Exercise instructions:
Write each line exactly, from the line that holds "Annotate each instance of the lion" through the final line of the material, and no other line.

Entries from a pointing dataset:
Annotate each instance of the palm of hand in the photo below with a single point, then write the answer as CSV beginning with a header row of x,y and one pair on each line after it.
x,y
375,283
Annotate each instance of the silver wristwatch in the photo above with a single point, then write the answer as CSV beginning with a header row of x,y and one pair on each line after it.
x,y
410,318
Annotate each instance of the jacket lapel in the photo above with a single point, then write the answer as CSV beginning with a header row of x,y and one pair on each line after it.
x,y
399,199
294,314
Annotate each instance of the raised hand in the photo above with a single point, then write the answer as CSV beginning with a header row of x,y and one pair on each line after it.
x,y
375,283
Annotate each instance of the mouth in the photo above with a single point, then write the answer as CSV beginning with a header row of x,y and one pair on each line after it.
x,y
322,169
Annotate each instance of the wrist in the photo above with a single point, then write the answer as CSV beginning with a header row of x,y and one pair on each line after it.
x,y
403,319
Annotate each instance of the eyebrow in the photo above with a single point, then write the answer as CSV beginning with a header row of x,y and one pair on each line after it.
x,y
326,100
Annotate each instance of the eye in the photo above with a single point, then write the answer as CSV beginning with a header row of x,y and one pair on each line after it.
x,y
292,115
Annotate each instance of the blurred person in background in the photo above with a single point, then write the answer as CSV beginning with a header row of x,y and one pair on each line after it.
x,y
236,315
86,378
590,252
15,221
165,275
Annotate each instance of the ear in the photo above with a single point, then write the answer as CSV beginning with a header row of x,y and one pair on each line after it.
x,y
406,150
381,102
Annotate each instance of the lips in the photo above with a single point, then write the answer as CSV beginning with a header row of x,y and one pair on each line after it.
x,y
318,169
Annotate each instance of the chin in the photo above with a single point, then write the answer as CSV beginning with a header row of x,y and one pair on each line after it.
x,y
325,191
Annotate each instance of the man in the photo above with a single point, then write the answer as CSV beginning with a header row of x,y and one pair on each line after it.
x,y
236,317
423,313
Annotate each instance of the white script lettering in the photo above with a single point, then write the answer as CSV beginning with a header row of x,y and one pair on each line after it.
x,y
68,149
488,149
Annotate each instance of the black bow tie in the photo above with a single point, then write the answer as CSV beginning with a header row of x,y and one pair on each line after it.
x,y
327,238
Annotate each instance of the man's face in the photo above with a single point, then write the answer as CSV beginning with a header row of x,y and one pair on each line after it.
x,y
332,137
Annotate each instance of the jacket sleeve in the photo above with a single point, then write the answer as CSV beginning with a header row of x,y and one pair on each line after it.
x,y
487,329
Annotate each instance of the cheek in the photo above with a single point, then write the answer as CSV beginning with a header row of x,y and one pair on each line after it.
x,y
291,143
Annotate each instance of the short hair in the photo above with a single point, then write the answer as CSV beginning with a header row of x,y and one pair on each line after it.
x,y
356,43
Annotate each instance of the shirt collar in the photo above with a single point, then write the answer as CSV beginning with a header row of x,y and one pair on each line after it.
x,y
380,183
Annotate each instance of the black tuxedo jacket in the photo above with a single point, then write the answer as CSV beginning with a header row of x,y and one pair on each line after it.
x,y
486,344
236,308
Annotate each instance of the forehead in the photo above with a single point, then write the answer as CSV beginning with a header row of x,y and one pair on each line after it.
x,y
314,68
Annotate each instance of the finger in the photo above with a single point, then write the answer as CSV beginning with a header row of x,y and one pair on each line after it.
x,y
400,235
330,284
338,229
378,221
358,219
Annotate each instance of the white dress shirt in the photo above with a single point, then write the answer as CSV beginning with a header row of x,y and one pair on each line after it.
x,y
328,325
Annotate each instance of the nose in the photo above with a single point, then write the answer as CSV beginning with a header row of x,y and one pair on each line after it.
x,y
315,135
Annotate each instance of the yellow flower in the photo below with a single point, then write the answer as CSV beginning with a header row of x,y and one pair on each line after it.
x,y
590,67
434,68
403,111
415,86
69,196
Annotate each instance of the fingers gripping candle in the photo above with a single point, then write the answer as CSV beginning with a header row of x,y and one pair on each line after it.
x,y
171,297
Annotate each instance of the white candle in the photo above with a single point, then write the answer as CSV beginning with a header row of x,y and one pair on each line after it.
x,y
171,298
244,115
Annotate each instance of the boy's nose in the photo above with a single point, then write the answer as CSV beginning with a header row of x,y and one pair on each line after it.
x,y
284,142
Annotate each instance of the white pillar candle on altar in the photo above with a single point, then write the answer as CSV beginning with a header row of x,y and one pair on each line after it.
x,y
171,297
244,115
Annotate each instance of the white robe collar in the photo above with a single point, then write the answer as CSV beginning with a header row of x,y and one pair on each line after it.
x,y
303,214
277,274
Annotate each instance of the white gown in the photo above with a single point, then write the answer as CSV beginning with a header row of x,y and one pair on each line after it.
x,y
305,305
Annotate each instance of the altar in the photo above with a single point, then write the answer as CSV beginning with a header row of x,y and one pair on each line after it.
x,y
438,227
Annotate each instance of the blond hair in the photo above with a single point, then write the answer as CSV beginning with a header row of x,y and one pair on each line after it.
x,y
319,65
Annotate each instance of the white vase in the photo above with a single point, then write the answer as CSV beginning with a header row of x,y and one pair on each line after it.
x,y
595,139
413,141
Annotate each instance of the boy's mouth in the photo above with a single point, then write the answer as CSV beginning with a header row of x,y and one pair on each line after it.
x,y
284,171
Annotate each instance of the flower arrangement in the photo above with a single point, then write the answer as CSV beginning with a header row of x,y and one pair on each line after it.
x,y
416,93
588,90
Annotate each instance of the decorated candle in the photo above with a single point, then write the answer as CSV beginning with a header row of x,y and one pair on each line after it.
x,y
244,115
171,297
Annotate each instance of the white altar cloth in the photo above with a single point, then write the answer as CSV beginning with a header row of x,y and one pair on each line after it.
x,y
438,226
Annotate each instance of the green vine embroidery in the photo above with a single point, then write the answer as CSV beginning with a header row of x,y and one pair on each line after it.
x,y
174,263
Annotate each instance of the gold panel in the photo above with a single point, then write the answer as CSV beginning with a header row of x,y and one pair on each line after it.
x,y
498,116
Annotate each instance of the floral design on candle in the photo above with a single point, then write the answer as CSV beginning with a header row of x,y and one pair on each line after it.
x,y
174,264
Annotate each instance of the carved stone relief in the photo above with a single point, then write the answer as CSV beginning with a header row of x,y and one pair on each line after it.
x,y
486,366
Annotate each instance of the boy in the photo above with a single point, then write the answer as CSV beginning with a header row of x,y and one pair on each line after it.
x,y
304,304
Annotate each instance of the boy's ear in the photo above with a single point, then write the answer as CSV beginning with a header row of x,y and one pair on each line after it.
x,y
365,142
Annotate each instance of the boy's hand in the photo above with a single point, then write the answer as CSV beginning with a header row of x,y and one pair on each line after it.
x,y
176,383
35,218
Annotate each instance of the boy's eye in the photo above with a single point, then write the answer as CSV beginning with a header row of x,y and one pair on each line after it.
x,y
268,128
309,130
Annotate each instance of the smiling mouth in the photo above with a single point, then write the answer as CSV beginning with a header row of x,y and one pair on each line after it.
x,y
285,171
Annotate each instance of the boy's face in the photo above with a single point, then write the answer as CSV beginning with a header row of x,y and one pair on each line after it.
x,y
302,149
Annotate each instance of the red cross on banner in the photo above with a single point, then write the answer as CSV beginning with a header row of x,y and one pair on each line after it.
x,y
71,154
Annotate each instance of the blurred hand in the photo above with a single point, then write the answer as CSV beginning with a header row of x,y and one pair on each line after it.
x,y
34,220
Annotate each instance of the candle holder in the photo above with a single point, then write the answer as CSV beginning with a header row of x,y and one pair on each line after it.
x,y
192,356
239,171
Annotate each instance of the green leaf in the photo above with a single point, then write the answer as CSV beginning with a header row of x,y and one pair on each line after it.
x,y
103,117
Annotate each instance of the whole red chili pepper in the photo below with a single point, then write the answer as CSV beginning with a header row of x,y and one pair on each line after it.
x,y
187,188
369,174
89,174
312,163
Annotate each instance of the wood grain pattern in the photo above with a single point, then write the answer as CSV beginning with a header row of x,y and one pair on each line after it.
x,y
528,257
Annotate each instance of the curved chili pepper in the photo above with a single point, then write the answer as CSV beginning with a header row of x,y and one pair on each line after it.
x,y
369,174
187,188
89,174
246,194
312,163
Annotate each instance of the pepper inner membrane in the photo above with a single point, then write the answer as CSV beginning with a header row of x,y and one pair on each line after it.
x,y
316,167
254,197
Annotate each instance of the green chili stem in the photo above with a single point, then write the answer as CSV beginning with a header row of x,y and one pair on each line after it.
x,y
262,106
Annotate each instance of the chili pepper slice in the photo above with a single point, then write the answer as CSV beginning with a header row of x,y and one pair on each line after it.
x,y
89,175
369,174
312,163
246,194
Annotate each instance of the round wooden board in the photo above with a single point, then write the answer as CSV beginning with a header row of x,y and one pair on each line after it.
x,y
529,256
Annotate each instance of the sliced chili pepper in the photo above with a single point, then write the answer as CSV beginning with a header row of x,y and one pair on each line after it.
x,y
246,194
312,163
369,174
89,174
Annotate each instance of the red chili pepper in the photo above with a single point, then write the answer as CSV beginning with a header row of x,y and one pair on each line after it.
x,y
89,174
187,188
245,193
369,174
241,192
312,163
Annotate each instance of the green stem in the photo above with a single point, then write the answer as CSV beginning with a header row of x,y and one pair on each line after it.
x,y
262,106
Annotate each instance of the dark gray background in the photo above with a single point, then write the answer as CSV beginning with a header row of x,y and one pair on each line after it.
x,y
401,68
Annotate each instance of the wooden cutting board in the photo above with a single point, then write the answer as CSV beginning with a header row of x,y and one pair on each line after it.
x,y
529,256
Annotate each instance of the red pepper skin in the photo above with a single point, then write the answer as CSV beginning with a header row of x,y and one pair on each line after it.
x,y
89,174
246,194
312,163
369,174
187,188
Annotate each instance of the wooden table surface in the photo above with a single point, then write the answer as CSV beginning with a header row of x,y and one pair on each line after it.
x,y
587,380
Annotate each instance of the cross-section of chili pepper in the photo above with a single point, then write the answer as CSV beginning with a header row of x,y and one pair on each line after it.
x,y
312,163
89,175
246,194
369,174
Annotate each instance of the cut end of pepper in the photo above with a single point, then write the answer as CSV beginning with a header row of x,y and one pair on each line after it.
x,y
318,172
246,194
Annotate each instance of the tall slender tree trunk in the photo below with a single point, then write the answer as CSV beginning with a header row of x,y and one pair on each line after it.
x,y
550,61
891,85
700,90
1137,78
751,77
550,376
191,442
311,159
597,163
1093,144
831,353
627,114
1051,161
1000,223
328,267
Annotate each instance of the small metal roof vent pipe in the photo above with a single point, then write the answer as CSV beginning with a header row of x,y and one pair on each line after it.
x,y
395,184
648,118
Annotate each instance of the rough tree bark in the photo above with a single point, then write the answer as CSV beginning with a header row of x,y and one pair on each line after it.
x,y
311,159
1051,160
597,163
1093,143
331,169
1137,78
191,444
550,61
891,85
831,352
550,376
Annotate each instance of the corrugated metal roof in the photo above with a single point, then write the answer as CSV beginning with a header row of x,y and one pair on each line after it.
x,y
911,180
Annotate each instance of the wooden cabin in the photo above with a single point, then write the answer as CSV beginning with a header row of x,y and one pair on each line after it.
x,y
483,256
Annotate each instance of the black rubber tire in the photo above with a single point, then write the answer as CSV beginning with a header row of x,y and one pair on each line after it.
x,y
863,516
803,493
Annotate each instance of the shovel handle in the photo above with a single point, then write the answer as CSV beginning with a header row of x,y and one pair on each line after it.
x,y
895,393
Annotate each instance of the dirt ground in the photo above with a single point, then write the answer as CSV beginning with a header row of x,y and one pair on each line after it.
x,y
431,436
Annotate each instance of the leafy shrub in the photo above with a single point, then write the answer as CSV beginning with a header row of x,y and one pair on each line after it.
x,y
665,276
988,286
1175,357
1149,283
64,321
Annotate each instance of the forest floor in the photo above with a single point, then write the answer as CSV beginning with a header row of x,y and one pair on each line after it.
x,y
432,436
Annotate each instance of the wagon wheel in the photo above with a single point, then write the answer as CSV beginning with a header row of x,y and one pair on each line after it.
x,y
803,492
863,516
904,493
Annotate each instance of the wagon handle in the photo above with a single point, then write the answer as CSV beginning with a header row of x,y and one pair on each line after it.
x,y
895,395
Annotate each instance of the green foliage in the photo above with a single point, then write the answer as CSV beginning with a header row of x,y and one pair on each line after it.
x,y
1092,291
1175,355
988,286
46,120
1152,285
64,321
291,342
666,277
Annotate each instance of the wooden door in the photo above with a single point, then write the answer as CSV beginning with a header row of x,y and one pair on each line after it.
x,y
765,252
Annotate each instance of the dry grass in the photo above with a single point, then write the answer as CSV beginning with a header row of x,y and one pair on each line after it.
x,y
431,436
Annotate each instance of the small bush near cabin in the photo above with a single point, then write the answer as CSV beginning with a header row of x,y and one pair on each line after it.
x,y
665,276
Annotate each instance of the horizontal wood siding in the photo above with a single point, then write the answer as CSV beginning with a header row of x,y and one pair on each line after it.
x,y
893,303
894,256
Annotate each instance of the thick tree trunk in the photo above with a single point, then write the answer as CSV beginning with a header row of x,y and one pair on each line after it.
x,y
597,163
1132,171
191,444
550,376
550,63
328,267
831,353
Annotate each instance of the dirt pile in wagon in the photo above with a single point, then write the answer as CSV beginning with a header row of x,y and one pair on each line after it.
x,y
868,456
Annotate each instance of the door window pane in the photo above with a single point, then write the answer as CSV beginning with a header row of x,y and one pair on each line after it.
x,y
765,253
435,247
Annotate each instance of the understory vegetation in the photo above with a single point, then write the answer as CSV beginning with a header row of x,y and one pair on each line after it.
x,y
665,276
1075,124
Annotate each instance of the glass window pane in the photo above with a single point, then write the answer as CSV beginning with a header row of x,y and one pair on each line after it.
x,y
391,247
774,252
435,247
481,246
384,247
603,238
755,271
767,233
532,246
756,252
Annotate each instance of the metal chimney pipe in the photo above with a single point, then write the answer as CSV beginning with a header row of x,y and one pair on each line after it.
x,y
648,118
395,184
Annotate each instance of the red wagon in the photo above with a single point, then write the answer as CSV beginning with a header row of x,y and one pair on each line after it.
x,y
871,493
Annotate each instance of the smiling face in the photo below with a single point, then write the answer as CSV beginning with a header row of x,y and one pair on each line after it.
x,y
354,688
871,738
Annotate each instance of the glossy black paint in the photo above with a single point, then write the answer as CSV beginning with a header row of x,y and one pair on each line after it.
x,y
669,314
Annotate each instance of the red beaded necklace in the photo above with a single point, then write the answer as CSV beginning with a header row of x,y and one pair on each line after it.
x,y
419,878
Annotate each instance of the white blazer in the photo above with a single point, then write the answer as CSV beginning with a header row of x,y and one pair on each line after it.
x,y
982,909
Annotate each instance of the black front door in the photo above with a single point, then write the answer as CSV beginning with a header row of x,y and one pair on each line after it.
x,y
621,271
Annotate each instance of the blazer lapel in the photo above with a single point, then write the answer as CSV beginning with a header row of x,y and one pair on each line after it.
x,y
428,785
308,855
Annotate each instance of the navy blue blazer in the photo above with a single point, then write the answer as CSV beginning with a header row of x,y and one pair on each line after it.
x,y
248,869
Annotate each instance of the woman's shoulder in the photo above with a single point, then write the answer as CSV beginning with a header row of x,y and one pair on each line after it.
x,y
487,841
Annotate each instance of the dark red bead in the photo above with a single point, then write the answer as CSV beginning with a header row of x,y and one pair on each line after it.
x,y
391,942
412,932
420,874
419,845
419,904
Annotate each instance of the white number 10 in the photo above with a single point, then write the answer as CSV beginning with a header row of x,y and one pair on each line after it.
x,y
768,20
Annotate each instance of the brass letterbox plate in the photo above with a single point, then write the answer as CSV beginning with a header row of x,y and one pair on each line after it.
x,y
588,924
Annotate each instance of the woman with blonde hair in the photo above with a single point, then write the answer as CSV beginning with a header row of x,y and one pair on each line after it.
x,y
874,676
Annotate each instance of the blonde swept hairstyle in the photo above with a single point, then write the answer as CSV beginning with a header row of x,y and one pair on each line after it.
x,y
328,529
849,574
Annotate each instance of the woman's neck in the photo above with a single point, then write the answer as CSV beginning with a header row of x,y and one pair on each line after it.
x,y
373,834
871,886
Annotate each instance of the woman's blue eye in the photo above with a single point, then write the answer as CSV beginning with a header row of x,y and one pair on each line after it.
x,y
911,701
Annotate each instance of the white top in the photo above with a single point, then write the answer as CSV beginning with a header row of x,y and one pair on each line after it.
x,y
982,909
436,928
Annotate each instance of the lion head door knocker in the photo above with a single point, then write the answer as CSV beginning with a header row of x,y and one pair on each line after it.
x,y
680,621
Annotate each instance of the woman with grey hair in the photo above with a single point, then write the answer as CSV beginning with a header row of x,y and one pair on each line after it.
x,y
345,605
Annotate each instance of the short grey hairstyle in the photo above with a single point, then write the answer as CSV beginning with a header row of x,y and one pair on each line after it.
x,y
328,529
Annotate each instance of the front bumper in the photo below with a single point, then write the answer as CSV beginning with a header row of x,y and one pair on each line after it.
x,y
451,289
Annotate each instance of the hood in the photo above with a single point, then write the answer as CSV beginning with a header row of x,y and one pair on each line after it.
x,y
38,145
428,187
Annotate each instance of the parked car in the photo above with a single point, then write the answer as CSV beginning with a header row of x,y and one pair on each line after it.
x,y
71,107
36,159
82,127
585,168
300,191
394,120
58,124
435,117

Completed task:
Annotate each instance of the lion head door knocker in the photo above with a single point, then write the answer as CSV beginning with a header row of x,y and one pair on each line after it.
x,y
680,621
Annotate each instance of the woman with grey hair in the photo above with a single point, then write the answer as CSV beginning with a header row of x,y and one pair on each line after it.
x,y
345,605
Annotate each instance of the short grey hairstyle in the photo above with a single point, then write the answer as CSV beginning with a header row of x,y and one pair on each line after it.
x,y
328,529
Annotate each instance of the front bumper in the photo below with a single point, then write the answer as CSV beginning with a header row of x,y and one pair on each line after it.
x,y
451,289
Annotate each instance of the hood in the photo above with a single point, then write the answer as CSV beginning with a header row of x,y and one pair on each line after it.
x,y
38,145
428,187
Annotate each instance of the parked car in the photo above with a single point, then write the answer as CSV beginning with a header row of x,y and one pair on each line after it.
x,y
71,107
36,159
82,127
585,168
300,191
394,120
58,124
435,117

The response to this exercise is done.